• **Extract**:
------------------------

Yesterday Dylan told me that he wanted me to get out of bed so I did. I faked being alive for a few hours and I made and drank a smoothie, which made Chloe think I was doing better, too.
But I’m not. And I also told them that I wasn’t.
They both told me that they really want me to stay alive. (Little did they know that I was looking up ways to kill myself earlier.) Amy took my pills that would have done it. At the time I was grateful but I didn’t know how much worse I would feel.
It feels like all my friends are pulling away from me. I guess I understand why because I’m no fun to be around right now.
I had therapy yesterday and I honestly don’t remember much of what she said to me. I do vaguely recall her telling me to write a letter to J and for some reason, I just can’t.
Chloe and Dylan both told me that they talk to J’s shrine in my front hall, where I keep his ashes. Chloe suggested that I take a margarita and just sit in front of his ashes and talk to him, since talking over margaritas was something we used to do together.

------------------------

• **Listed records**:
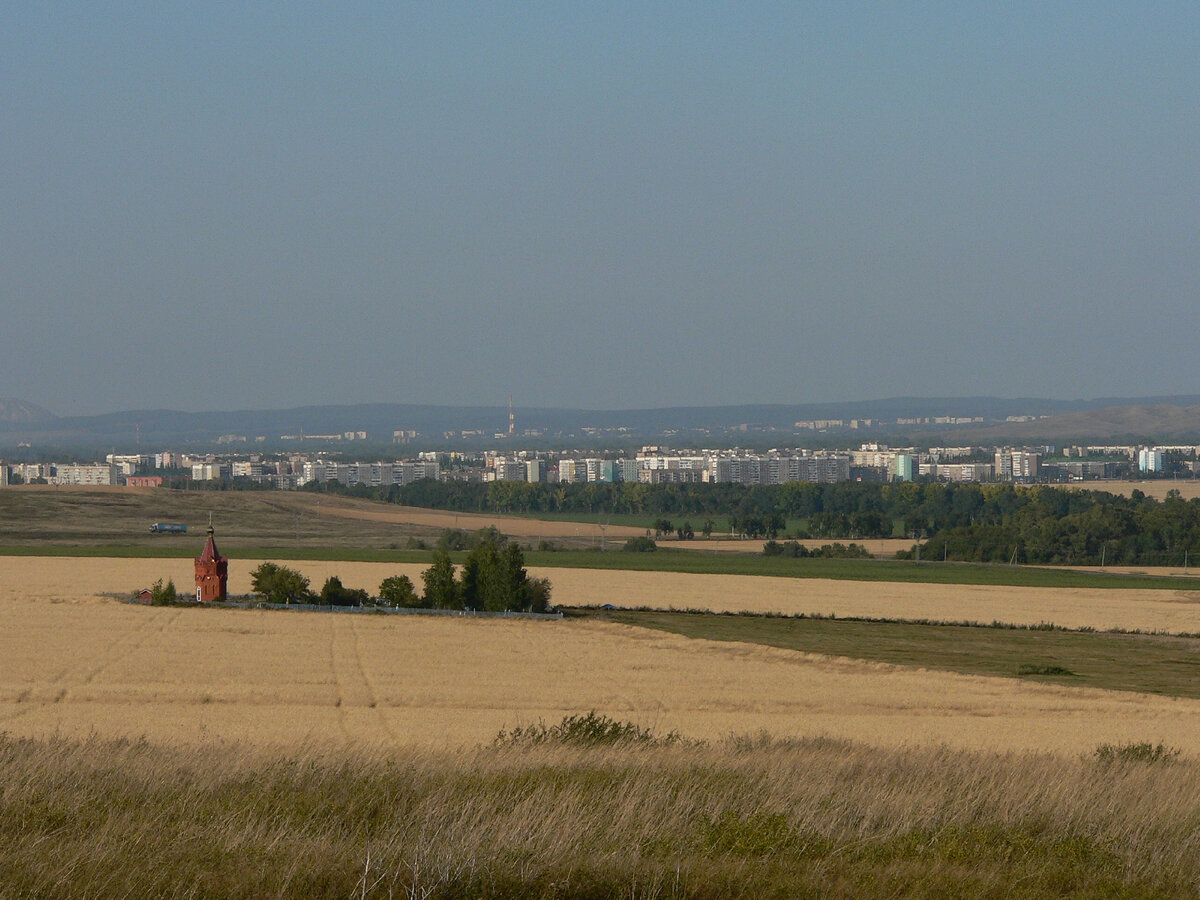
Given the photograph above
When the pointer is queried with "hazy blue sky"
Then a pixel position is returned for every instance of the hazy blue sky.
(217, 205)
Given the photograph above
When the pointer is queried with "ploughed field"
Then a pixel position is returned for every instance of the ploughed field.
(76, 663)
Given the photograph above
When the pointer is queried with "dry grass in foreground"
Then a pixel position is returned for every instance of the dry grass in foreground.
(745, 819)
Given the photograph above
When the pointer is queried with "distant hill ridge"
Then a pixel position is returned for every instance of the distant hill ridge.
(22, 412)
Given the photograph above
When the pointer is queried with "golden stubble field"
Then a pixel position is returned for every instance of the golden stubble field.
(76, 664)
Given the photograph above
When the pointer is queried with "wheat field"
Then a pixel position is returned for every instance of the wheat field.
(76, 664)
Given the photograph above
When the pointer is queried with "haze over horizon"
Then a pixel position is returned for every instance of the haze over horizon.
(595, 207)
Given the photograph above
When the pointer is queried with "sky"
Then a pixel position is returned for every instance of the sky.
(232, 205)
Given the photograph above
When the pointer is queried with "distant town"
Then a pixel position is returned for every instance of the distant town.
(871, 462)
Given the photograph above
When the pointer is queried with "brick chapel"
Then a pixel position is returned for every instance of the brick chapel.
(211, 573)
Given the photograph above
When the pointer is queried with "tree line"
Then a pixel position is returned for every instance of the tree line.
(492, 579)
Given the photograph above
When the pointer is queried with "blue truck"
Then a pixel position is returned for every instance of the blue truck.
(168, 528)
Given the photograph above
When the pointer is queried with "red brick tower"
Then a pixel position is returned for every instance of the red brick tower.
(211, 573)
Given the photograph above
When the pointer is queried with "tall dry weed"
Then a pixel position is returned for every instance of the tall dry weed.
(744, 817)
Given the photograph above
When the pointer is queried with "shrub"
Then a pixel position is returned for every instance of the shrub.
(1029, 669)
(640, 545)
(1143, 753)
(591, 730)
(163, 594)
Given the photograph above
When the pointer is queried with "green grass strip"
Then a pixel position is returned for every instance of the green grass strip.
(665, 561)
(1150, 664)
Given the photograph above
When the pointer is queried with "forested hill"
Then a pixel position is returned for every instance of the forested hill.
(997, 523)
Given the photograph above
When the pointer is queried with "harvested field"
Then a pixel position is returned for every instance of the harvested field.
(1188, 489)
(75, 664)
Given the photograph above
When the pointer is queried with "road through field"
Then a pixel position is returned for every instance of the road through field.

------------------------

• **Instructions for the task**: Please copy the journal entry above word for word, from "They both told" to "I would feel.".

• **Written response**:
They both told me that they really want me to stay alive. (Little did they know that I was looking up ways to kill myself earlier.) Amy took my pills that would have done it. At the time I was grateful but I didn’t know how much worse I would feel.